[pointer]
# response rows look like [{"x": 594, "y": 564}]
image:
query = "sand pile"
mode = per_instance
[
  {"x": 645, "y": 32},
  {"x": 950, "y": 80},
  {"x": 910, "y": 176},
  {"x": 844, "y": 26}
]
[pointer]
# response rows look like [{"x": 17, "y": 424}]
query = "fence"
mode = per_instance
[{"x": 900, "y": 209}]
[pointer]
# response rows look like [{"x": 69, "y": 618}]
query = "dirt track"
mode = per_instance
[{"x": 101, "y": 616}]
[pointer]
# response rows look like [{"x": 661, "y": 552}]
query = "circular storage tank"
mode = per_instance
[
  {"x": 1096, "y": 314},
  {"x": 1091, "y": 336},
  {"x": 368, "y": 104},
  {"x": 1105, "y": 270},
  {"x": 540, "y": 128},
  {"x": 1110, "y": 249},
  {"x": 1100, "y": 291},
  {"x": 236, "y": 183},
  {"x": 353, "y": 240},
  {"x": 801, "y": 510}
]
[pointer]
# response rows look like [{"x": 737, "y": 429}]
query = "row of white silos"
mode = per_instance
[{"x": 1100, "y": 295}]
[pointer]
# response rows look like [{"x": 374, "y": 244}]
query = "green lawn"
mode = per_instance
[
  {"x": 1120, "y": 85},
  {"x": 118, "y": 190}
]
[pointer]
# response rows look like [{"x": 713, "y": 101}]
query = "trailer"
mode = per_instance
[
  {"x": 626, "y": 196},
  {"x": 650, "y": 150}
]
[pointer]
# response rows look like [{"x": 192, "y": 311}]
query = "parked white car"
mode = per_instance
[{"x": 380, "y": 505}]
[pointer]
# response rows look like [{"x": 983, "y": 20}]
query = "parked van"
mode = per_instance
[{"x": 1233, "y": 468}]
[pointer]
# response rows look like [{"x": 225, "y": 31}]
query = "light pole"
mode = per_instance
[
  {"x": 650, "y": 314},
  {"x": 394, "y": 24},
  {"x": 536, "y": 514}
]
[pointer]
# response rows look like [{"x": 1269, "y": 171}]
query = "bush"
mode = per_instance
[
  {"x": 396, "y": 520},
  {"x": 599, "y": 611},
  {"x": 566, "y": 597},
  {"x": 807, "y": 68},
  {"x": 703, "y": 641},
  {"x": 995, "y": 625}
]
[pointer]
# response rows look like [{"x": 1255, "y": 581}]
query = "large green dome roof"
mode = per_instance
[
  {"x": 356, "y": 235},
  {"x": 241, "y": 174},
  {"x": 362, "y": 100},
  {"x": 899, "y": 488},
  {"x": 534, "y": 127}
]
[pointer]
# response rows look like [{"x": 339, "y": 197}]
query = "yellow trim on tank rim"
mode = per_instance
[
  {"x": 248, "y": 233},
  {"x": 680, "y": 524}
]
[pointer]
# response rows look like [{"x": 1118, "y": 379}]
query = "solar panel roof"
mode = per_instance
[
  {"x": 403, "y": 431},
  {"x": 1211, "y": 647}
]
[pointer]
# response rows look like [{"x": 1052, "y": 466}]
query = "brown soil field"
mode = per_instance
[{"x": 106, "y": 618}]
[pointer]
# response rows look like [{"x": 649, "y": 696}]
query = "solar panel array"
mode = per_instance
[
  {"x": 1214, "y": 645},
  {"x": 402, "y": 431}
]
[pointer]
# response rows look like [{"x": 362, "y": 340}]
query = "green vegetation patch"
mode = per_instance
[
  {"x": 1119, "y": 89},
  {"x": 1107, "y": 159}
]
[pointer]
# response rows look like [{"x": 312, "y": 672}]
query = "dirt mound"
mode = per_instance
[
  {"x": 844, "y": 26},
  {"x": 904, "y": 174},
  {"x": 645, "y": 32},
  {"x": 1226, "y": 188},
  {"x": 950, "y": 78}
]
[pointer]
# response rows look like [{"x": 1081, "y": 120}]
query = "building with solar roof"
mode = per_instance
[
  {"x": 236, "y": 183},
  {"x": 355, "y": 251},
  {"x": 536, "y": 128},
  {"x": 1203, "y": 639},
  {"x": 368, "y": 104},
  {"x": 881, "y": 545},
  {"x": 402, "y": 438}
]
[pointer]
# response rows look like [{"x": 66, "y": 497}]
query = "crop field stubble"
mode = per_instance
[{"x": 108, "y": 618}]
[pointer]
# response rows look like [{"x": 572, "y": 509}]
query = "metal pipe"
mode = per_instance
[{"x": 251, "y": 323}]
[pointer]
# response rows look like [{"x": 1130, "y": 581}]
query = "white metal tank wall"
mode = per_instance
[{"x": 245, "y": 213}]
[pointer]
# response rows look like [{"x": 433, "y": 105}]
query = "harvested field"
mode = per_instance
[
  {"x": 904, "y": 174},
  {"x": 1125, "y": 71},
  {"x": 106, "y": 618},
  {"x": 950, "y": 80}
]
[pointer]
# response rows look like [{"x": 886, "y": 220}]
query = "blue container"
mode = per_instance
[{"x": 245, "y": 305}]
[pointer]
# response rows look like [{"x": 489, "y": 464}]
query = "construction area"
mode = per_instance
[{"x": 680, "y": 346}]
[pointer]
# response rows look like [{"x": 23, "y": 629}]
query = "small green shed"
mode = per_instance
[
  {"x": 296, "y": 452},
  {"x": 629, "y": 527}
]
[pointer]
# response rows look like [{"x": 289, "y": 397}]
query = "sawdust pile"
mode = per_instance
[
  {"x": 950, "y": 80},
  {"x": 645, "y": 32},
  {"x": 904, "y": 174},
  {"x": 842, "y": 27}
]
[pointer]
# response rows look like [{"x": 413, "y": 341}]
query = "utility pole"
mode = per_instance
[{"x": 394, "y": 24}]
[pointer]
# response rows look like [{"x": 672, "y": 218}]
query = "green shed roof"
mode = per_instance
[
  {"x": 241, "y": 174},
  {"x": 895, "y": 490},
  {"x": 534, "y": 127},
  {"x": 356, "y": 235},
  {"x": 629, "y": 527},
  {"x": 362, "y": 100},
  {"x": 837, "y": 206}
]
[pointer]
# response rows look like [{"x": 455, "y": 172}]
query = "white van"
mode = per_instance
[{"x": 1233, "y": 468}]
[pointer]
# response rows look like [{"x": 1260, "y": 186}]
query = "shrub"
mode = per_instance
- - - - - - -
INSTRUCTIONS TO FOLLOW:
Extract the listing in its entirety, matching it exactly.

ANSWER:
[pointer]
# response rows look like [{"x": 594, "y": 564}]
image:
query = "sand pile"
mode = per_instance
[
  {"x": 645, "y": 32},
  {"x": 950, "y": 80},
  {"x": 910, "y": 176},
  {"x": 844, "y": 26}
]
[pointer]
# response rows look like [{"x": 17, "y": 424}]
query = "fence"
mode = per_instance
[{"x": 900, "y": 209}]
[pointer]
# response rows look like [{"x": 69, "y": 618}]
query = "dirt track"
mode = per_instance
[{"x": 101, "y": 616}]
[pointer]
# response rows look like [{"x": 661, "y": 552}]
query = "circular storage tank"
mode = per_instance
[
  {"x": 1096, "y": 314},
  {"x": 1091, "y": 336},
  {"x": 368, "y": 104},
  {"x": 1105, "y": 270},
  {"x": 540, "y": 128},
  {"x": 1110, "y": 249},
  {"x": 1100, "y": 291},
  {"x": 236, "y": 183},
  {"x": 353, "y": 240},
  {"x": 801, "y": 510}
]
[pointer]
# response rows look like [{"x": 737, "y": 429}]
query = "row of white silos"
mode = per_instance
[{"x": 1100, "y": 295}]
[pointer]
# response rows look like [{"x": 374, "y": 244}]
query = "green lawn"
mode = per_instance
[
  {"x": 1120, "y": 85},
  {"x": 118, "y": 190}
]
[pointer]
# response rows look like [{"x": 713, "y": 101}]
query = "trailer"
mode = per_instance
[
  {"x": 626, "y": 196},
  {"x": 650, "y": 150}
]
[pointer]
# response rows look like [{"x": 192, "y": 311}]
query = "parked white car"
mode = per_instance
[{"x": 380, "y": 505}]
[pointer]
# response rows look like [{"x": 983, "y": 20}]
query = "parked van"
mode = per_instance
[{"x": 1233, "y": 468}]
[pointer]
# response rows look like [{"x": 225, "y": 31}]
query = "light pole"
mode = per_instance
[
  {"x": 650, "y": 314},
  {"x": 394, "y": 24},
  {"x": 536, "y": 514}
]
[pointer]
# response rows look like [{"x": 1269, "y": 171}]
query = "bush"
mode = per_instance
[
  {"x": 396, "y": 520},
  {"x": 599, "y": 611},
  {"x": 566, "y": 597},
  {"x": 807, "y": 68},
  {"x": 703, "y": 641},
  {"x": 995, "y": 625}
]
[pointer]
# response rows look like [{"x": 1255, "y": 581}]
query = "large green dome roof"
mode = per_instance
[
  {"x": 356, "y": 235},
  {"x": 241, "y": 174},
  {"x": 362, "y": 100},
  {"x": 899, "y": 488},
  {"x": 534, "y": 127}
]
[pointer]
# response rows look like [{"x": 339, "y": 197}]
query = "yellow trim on tank rim"
mode = per_instance
[
  {"x": 248, "y": 233},
  {"x": 680, "y": 524}
]
[pointer]
# response rows look like [{"x": 1118, "y": 379}]
query = "solar panel roof"
mode = per_instance
[
  {"x": 403, "y": 431},
  {"x": 1211, "y": 647}
]
[pointer]
# response rows look like [{"x": 1052, "y": 466}]
query = "brown soil field"
mode = per_instance
[{"x": 106, "y": 618}]
[pointer]
# response rows look like [{"x": 649, "y": 696}]
query = "solar panel array"
mode = per_instance
[
  {"x": 1214, "y": 645},
  {"x": 402, "y": 431}
]
[pointer]
# response rows look like [{"x": 362, "y": 340}]
query = "green vegetation patch"
mode = per_instance
[
  {"x": 1119, "y": 89},
  {"x": 1107, "y": 159}
]
[pointer]
# response rows look like [{"x": 312, "y": 672}]
query = "dirt mound"
mode = per_instance
[
  {"x": 844, "y": 26},
  {"x": 904, "y": 174},
  {"x": 645, "y": 32},
  {"x": 1226, "y": 188},
  {"x": 950, "y": 78}
]
[pointer]
# response rows look like [{"x": 1081, "y": 120}]
query = "building with solar roof"
mode = per_instance
[
  {"x": 236, "y": 183},
  {"x": 355, "y": 251},
  {"x": 536, "y": 128},
  {"x": 1203, "y": 639},
  {"x": 368, "y": 104},
  {"x": 881, "y": 545},
  {"x": 402, "y": 438}
]
[pointer]
# response rows look like [{"x": 66, "y": 497}]
query = "crop field stubble"
mode = per_instance
[{"x": 108, "y": 618}]
[pointer]
# response rows look like [{"x": 572, "y": 509}]
query = "metal pipe"
mode = per_instance
[{"x": 251, "y": 323}]
[pointer]
# response rows look like [{"x": 1130, "y": 581}]
query = "white metal tank wall"
mode = per_instance
[{"x": 245, "y": 213}]
[pointer]
# response rows look like [{"x": 433, "y": 105}]
query = "harvested field"
mode = per_instance
[
  {"x": 904, "y": 174},
  {"x": 1125, "y": 71},
  {"x": 106, "y": 618},
  {"x": 950, "y": 80}
]
[pointer]
# response rows look like [{"x": 886, "y": 220}]
query = "blue container"
mode = per_instance
[{"x": 245, "y": 305}]
[pointer]
# response rows look like [{"x": 489, "y": 464}]
query = "construction area"
mode = per_instance
[{"x": 680, "y": 346}]
[pointer]
# response rows look like [{"x": 23, "y": 629}]
query = "small green shed"
mode = per_instance
[
  {"x": 296, "y": 452},
  {"x": 629, "y": 527}
]
[pointer]
# response rows look like [{"x": 289, "y": 397}]
query = "sawdust pile"
mode = per_instance
[
  {"x": 950, "y": 80},
  {"x": 645, "y": 32},
  {"x": 904, "y": 174},
  {"x": 842, "y": 27}
]
[pointer]
# response rows look like [{"x": 413, "y": 341}]
query = "utility pole"
mode = per_instance
[{"x": 394, "y": 24}]
[pointer]
# response rows look like [{"x": 672, "y": 218}]
query = "green shed roof"
mode = per_instance
[
  {"x": 241, "y": 174},
  {"x": 895, "y": 490},
  {"x": 534, "y": 127},
  {"x": 356, "y": 235},
  {"x": 629, "y": 527},
  {"x": 362, "y": 100},
  {"x": 837, "y": 206}
]
[pointer]
# response rows look like [{"x": 455, "y": 172}]
query = "white van"
mode = per_instance
[{"x": 1233, "y": 468}]
[pointer]
# response rows look like [{"x": 1260, "y": 186}]
query = "shrub"
mode = per_instance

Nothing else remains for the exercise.